== Text section ==

Various methods are used to process acoustic signals. The most common of these is Fourier transform (FFT). However, this method is limited because it can only extract the frequency content of a signal, losing its temporal information [4,5]. In [6,7], the power of the acoustic emission signal calculated from the spectrum power density correlated well with factors affecting leakage rates. Other authors used the method of non-linear regression (kernel partial least-squares regression) to quantify leakage rates [8]. In article [9], Gaussian process regression was used to create a multidimensional mathematical model describing the relationship between acoustic emission characteristics and leakage rates. In article [10], a least squares coefficient was selected to connect the standard deviation with leakage and create a mathematical model for internal valve leakage.
Recently, more powerful tools have been used to analyze time-varying non-stationary signals, including wavelet analysis. This enables exploring the signal simultaneously in both the time and frequency domains. However, the results obtained strongly depend on the correct choice of the original wavelet [11].
Intensive development of machine learning algorithms has made it possible to use them for leak detection and classification. In article [12], a correlation model based on a neural network was proposed, which determines the location and rate of internal leaks with acceptable errors. In [13], a neural network capable of predicting the level of internal valve leakage in natural gas pipelines was proposed. Disadvantages of using neural networks include dependence on the choice of source data, complexity of training, need for large amounts of source data and computing resources.
The task of finding an inexpensive and simple method for monitoring the tightness of pipe fittings remains relevant. Recently, fractal theory has been widely used in practical engineering to study the laws governing various complex, irregular and chaotic processes. Fractal methods are used in industries such as medicine (for analyzing data to detect cancer cells) [14,15,16], finance (to determine trends in securities charts) [17], meteorology [18], engineering [19,20,21,22], and other fields [23,24]. Monofractal models cannot always provide a complete description of patterns, especially when attempting to capture subtle spatial and temporal variations that are governed by natural laws. In these cases, multifractal analysis can be useful [25]. The theory of multifractals has been successfully applied to studying the aggregation properties of blood cell elements [26], the structure of DNA molecules [27], diffusive cluster growth [28], one-dimensional random walks and Brownian motion [29], and time series analysis [30,31].
This work is devoted to the study of the possibility of using monofractal and multifractal analysis methods for acoustic leak monitoring of shut-off valves. Experimental studies were conducted on wedge gate valves, during which leaks were simulated by covering the valve. Detrended fluctuation analysis (DFA) and multifractal detrended fluctuation analysis (MF-DFA) were used.
The main findings of this study are presented below:
  • With small leakage values, acoustic signals exhibit anticorrelation and a high degree of multifractal behavior. As the leakage increases, correlated dynamics emerge and the degree of multifractality decreases.
  • The degree of dissipation of turbulent energy in a fluid flow influences the fractal characteristics of acoustic signals.
  • The results of calculating the Hurst exponent using the DFA method are dependent on the choice of degree of the fitting polynomial. In order to control the tightness of the valve, it would be advisable to use a linear approximation.

===
== Recorded information ==

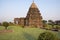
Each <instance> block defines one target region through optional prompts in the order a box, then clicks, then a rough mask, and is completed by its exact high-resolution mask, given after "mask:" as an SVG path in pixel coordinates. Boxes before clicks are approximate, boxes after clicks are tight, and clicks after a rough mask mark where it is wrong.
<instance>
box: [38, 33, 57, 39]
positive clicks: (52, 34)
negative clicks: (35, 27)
mask: <svg viewBox="0 0 60 40" xmlns="http://www.w3.org/2000/svg"><path fill="white" fill-rule="evenodd" d="M38 40H58V38H57V37H56V36H55V35H54V34H53V33H51V32H44V33H41V34H40V35H39V37H38Z"/></svg>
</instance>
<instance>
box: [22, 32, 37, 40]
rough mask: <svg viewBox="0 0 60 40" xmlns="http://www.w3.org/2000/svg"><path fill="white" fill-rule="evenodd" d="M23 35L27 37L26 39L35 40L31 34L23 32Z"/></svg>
mask: <svg viewBox="0 0 60 40" xmlns="http://www.w3.org/2000/svg"><path fill="white" fill-rule="evenodd" d="M23 36H24V37H25V38H26V39H27V40H36V38H34V37H33V36H32V35H30V34H28V33H26V32H23Z"/></svg>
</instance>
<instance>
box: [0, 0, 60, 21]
mask: <svg viewBox="0 0 60 40" xmlns="http://www.w3.org/2000/svg"><path fill="white" fill-rule="evenodd" d="M32 2H33V0H0V22H3V21H8V22H10V21H11V22H13V20H14V18H20V17H25V16H26V15H27V12H28V10H29V7H30V6H31V4H32ZM34 2H35V3H36V5H37V7H38V8H39V10H40V12H41V15H42V17H43V19H44V20H60V0H34Z"/></svg>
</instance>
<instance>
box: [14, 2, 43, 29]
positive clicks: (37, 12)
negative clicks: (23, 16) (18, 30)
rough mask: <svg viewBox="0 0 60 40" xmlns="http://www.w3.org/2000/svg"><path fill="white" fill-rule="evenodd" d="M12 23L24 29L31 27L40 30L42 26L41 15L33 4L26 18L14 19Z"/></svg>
mask: <svg viewBox="0 0 60 40" xmlns="http://www.w3.org/2000/svg"><path fill="white" fill-rule="evenodd" d="M14 23H15V24H19V25H21V26H24V27H32V26H33V27H37V28H40V27H42V26H43V25H42V16H41V13H40V11H39V9H38V8H37V6H36V4H35V3H34V2H33V3H32V4H31V6H30V8H29V10H28V13H27V16H26V17H24V18H23V17H22V18H14Z"/></svg>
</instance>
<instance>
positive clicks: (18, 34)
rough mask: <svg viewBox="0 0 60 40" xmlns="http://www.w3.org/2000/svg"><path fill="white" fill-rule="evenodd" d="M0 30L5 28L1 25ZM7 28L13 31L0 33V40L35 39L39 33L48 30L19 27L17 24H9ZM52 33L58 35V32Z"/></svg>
mask: <svg viewBox="0 0 60 40" xmlns="http://www.w3.org/2000/svg"><path fill="white" fill-rule="evenodd" d="M0 30H5V29H4V27H3V26H0ZM8 30H13V32H2V33H0V40H37V39H38V36H39V34H40V33H42V32H45V31H49V30H44V29H39V28H21V27H19V26H9V27H8ZM50 32H53V31H50ZM53 33H54V34H56V35H57V36H59V37H60V32H59V33H58V32H53ZM58 34H59V35H58Z"/></svg>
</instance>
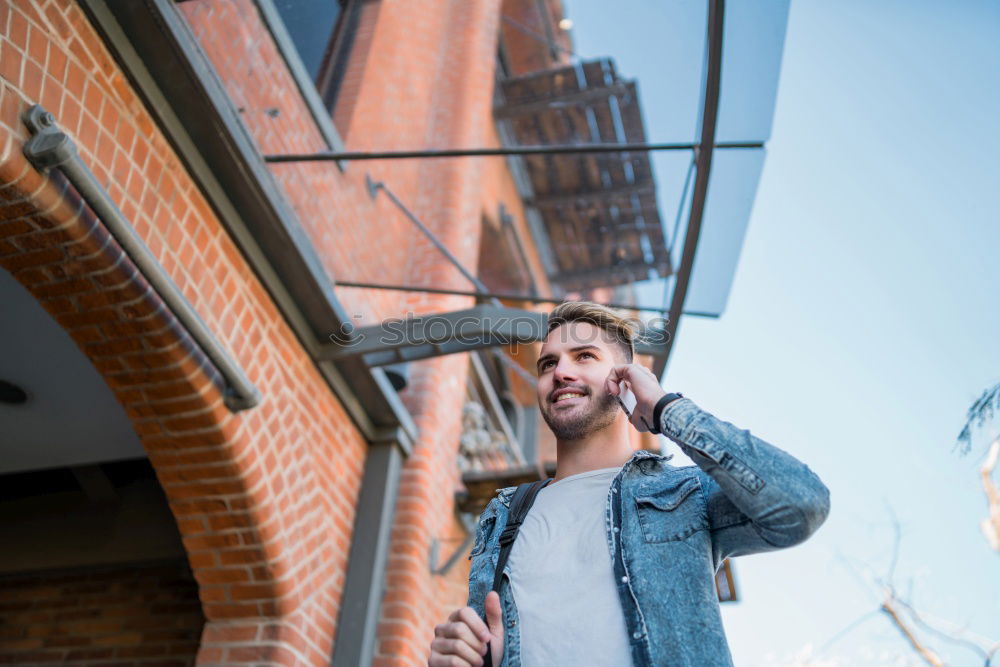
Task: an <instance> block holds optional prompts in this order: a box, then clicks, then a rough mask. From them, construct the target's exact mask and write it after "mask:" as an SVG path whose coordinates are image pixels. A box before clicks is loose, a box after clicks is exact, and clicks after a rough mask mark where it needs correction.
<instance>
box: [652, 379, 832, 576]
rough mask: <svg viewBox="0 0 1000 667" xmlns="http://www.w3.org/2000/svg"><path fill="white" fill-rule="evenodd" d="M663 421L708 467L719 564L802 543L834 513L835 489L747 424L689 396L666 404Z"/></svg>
mask: <svg viewBox="0 0 1000 667" xmlns="http://www.w3.org/2000/svg"><path fill="white" fill-rule="evenodd" d="M660 420H661V423H660V428H661V430H662V431H663V434H664V435H666V436H667V437H669V438H670V439H671V440H673V441H674V442H676V443H677V444H678V445H679V446H680V448H681V450H682V451H683V452H684V453H685V454H687V455H688V456H689V457H690V458H691V460H692V461H694V462H695V463H696V464H697V465H698V467H699V468H701V470H702V471H703V472H705V473H706V474H707V478H703V480H704V481H705V483H704V484H703V492H704V493H705V500H706V503H707V506H708V518H709V528H710V530H711V534H712V550H713V555H714V557H715V561H716V564H718V563H720V562H721V561H722V559H724V558H727V557H729V556H741V555H745V554H750V553H755V552H759V551H771V550H774V549H780V548H783V547H790V546H793V545H795V544H798V543H800V542H803V541H804V540H805V539H806V538H807V537H809V536H810V535H812V534H813V532H815V531H816V529H817V528H819V526H820V525H821V524H822V523H823V521H824V520H825V519H826V516H827V514H829V512H830V492H829V490H828V489H827V488H826V486H825V485H824V484H823V482H821V481H820V479H819V477H817V476H816V474H815V473H813V472H812V471H811V470H810V469H809V468H808V467H807V466H806V465H805V464H804V463H802V462H800V461H799V460H797V459H795V458H794V457H792V456H791V455H789V454H788V453H786V452H784V451H782V450H780V449H778V448H777V447H775V446H773V445H770V444H768V443H766V442H764V441H763V440H761V439H760V438H757V437H755V436H753V435H751V434H750V431H747V430H743V429H739V428H737V427H736V426H733V425H732V424H730V423H728V422H724V421H722V420H720V419H717V418H716V417H714V416H712V415H711V414H709V413H708V412H706V411H704V410H702V409H700V408H699V407H698V406H697V405H695V404H694V402H692V401H691V400H690V399H687V398H682V399H680V400H677V401H674V402H673V403H671V404H670V405H669V406H667V408H666V409H665V410H664V411H663V414H662V415H661V417H660Z"/></svg>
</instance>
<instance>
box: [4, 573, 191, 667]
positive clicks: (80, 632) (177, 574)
mask: <svg viewBox="0 0 1000 667" xmlns="http://www.w3.org/2000/svg"><path fill="white" fill-rule="evenodd" d="M204 624H205V617H204V615H203V614H202V611H201V604H200V602H199V600H198V585H197V583H196V582H195V580H194V579H193V578H192V576H191V570H190V569H189V568H188V566H187V563H184V562H175V563H166V564H156V565H146V566H130V567H108V568H94V569H87V570H76V571H65V572H45V573H37V574H26V575H13V576H11V575H8V576H2V577H0V664H13V665H28V664H64V665H65V664H69V665H96V664H101V665H107V666H108V667H112V666H114V667H132V666H133V665H135V666H143V667H154V666H155V667H185V666H187V665H193V664H194V662H195V654H196V652H197V650H198V638H199V637H200V636H201V630H202V626H203V625H204Z"/></svg>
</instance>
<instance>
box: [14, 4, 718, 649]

===

Rewrite everything in the passage on acoustic leak monitoring from "This work is" down to "(MF-DFA) were used.", putting "parallel slide gate valves" in place of "wedge gate valves".

▸ Written solution:
This work is devoted to the study of the possibility of using monofractal and multifractal analysis methods for acoustic leak monitoring of shut-off valves. Experimental studies were conducted on parallel slide gate valves, during which leaks were simulated by covering the valve. Detrended fluctuation analysis (DFA) and multifractal detrended fluctuation analysis (MF-DFA) were used.